## Document text
★ ★ ★ ★
Best regards, Julian

1.  Introduction

    In HTTP/1.1 (see [RFC7230]), header fields are not compressed.  As
    Web pages have grown to include dozens to hundreds of requests, the

s/include/cause/ (the page doesn't really include requests)

1.1.  Overview

    The format defined in this specification treats a list of header
    fields as an ordered collection of name-value pairs that can include
    duplicates.  Names and values are considered to be opaque sequences
    of octets, and the order of header fields is preserved after being
    compressed and decompressed.

When we say duplicate here, it's about duplicate *names*, right?

2.1.  Header List Ordering

    HPACK preserves the ordering of header fields inside the header list.
    An encoder MUST order header field representations in the header
    block according to their ordering in the original header list.  A
    decoder MUST order header fields in the decoded header list according
    to their ordering in the header block.
★ ★ ★ ★
## Extracted entries
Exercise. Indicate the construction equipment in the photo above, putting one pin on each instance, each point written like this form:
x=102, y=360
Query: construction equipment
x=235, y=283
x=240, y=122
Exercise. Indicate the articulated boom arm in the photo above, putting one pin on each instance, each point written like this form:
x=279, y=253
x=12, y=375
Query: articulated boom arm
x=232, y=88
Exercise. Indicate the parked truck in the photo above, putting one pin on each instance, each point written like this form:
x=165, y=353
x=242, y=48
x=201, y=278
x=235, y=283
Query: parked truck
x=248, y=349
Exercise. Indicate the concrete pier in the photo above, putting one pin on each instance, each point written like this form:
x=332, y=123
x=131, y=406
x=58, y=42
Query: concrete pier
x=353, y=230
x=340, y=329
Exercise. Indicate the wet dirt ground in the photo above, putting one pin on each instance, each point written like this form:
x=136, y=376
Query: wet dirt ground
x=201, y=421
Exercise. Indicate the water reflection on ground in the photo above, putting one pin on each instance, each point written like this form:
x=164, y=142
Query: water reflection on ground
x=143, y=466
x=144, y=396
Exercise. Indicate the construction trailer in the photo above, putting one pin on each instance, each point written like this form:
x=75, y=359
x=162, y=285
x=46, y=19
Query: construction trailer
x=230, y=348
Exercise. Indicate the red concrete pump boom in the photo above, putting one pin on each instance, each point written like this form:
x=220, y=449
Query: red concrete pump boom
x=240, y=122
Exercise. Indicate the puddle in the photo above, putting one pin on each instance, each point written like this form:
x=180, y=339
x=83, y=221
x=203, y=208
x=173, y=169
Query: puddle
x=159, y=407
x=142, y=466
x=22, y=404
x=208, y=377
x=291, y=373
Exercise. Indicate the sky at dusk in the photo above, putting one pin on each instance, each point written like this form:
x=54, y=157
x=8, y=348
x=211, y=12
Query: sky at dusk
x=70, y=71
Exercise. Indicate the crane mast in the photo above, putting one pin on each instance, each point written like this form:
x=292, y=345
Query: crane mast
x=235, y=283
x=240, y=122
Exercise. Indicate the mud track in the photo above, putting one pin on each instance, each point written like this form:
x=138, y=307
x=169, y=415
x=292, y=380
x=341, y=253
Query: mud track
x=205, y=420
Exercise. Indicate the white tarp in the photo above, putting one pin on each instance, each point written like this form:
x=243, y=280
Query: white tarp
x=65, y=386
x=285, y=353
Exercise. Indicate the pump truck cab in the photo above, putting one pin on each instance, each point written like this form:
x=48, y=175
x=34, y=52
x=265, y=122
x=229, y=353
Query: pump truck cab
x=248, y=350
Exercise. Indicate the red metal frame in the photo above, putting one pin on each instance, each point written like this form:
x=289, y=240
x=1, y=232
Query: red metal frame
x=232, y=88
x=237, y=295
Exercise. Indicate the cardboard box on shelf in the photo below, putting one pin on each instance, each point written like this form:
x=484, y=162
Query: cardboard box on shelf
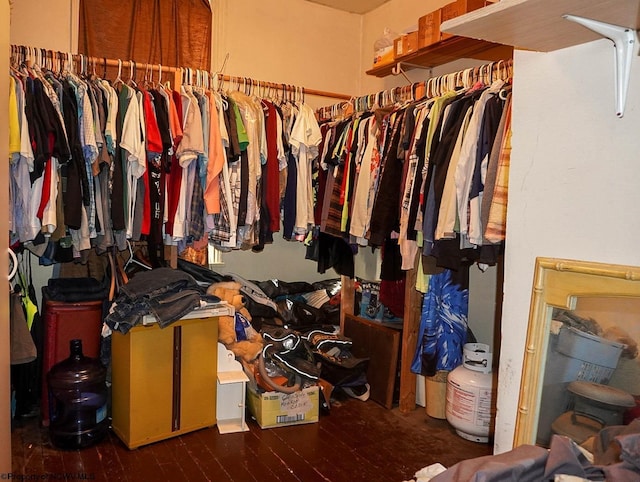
x=275, y=409
x=405, y=44
x=429, y=29
x=457, y=8
x=383, y=56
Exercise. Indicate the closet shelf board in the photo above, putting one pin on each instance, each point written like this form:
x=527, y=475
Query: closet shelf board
x=446, y=51
x=538, y=24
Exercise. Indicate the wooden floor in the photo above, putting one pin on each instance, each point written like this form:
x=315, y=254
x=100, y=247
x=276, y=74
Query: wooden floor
x=357, y=441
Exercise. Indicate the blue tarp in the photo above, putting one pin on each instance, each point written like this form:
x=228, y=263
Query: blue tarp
x=443, y=326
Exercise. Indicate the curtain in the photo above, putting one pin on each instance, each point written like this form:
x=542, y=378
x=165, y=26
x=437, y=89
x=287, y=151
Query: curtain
x=169, y=32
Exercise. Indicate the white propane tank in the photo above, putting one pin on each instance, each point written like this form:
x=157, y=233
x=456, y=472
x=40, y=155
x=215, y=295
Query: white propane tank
x=471, y=394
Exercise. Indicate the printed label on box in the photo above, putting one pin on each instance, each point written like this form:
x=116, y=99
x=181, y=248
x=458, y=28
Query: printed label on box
x=296, y=403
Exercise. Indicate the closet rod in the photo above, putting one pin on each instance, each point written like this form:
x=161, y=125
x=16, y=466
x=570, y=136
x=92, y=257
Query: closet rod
x=432, y=87
x=104, y=62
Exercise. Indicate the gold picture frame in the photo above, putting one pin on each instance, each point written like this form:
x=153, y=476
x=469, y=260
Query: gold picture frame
x=559, y=283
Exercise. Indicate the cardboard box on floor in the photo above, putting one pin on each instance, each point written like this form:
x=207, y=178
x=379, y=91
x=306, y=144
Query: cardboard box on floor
x=275, y=409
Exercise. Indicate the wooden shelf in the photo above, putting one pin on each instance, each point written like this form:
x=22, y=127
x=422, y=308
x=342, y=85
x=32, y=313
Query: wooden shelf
x=538, y=24
x=446, y=51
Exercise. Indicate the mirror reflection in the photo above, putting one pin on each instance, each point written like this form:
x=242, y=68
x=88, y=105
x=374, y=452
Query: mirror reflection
x=592, y=372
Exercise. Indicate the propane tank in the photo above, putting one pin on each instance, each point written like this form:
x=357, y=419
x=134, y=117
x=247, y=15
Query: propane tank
x=471, y=394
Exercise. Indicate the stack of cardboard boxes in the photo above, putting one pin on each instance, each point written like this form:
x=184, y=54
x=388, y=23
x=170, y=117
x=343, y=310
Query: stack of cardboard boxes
x=428, y=32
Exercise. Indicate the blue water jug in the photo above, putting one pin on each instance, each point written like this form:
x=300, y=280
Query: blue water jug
x=78, y=400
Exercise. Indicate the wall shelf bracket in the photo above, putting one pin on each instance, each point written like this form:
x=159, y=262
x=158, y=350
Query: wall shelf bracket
x=623, y=39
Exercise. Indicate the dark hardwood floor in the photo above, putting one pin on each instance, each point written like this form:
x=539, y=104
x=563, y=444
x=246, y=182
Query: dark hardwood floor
x=357, y=441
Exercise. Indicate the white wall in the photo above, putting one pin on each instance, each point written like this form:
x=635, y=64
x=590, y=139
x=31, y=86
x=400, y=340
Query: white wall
x=291, y=42
x=573, y=186
x=55, y=29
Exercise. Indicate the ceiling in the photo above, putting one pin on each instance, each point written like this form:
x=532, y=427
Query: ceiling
x=353, y=6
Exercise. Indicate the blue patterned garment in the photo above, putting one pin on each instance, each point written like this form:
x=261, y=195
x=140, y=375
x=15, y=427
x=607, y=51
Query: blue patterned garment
x=443, y=326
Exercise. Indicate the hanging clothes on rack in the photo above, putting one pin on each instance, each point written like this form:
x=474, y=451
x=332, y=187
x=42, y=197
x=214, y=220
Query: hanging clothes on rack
x=101, y=162
x=419, y=175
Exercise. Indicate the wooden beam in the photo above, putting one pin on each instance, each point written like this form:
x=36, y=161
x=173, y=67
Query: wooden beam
x=410, y=328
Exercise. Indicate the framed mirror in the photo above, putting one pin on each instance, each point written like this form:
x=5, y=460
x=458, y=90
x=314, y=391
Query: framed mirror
x=604, y=301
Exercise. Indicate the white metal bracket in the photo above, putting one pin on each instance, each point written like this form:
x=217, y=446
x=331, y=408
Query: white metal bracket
x=623, y=39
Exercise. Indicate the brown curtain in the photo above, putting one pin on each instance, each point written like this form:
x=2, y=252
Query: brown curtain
x=174, y=33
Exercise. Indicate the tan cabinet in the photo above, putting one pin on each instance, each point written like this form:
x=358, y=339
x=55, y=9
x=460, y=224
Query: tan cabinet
x=164, y=380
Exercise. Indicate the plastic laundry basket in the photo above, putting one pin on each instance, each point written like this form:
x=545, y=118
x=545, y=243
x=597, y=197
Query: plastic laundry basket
x=573, y=355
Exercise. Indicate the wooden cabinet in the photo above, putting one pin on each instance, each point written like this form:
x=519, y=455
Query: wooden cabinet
x=380, y=343
x=164, y=380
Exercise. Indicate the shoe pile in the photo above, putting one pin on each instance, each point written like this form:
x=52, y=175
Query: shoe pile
x=291, y=360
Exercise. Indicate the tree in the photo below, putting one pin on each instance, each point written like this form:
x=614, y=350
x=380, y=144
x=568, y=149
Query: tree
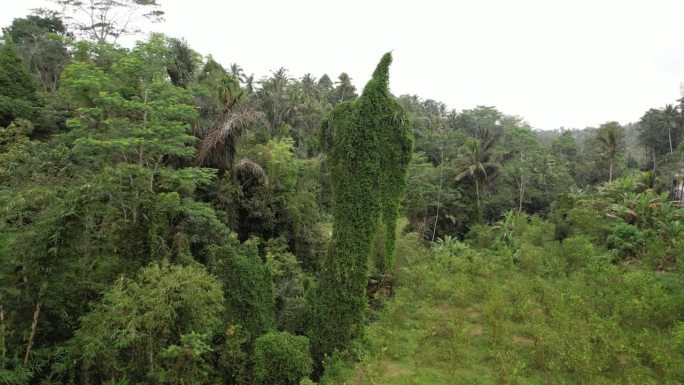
★ ★ ★ ★
## Exercise 1
Shift the answer coordinates in the rows by 117: reproduce only the lines from the line with "Exercise. Indicate the ceiling" through the line with "x=410, y=328", requests included, adding 117 to every x and y value in the answers and leaving the requests and their format samples unchanged.
## Exercise 2
Carry on the HPACK review notes, starting after their last sentence.

## Expected answer 1
Exercise. Indicate the ceiling in the photo above, putting one pin on each instance, each point written like this form:
x=532, y=427
Query: ceiling
x=470, y=123
Exercise. Indicate the blue patterned garment in the photo above, putting one pin on each instance, each point written like this form:
x=261, y=195
x=140, y=375
x=15, y=427
x=607, y=51
Query: blue patterned garment
x=560, y=443
Exercise. Indicate the hanging clothes on rack in the photo above, putting one pin on each instance, each point written like this form:
x=474, y=451
x=332, y=187
x=42, y=197
x=214, y=220
Query: hanging clothes on rack
x=218, y=279
x=536, y=292
Exercise. Indicate the wooden beam in the photo above, putting one pin on each instance, each point written like this form:
x=36, y=161
x=173, y=67
Query: wooden beam
x=527, y=445

## Expected answer 2
Just before we said that we do not define the encoder. Maybe reprase the 
first MUST as a statement of fact.

2.3.2.  Dynamic Table

    The dynamic table can contain duplicate entries.  Therefore,
    duplicate entries MUST NOT be treated as an error by a decoder.

What's the definition of "duplicate" here? Name and value match?

3.2.  Header Field Representation Processing

    The processing of a header block to obtain a header list is defined
    in this section.  To ensure that the decoding will successfully
    produce a header list, a decoder MUST obey the following rules.

"This section defines..."

4.1.  Calculating Table Size

    The size of the dynamic table is the sum of the size of its entries.

    The size of an entry is the sum of its name's length in octets (as
    defined in Section 5.2), its value's length in octets (see
    Section 5.2), plus 32.

Remove one of the references to Section 5.2.

    The size of an entry is calculated using the length of the name and
    value without any Huffman encoding applied.

This is the first time that Huffman is mentioned; it would probably be 
good to mention it earlier on.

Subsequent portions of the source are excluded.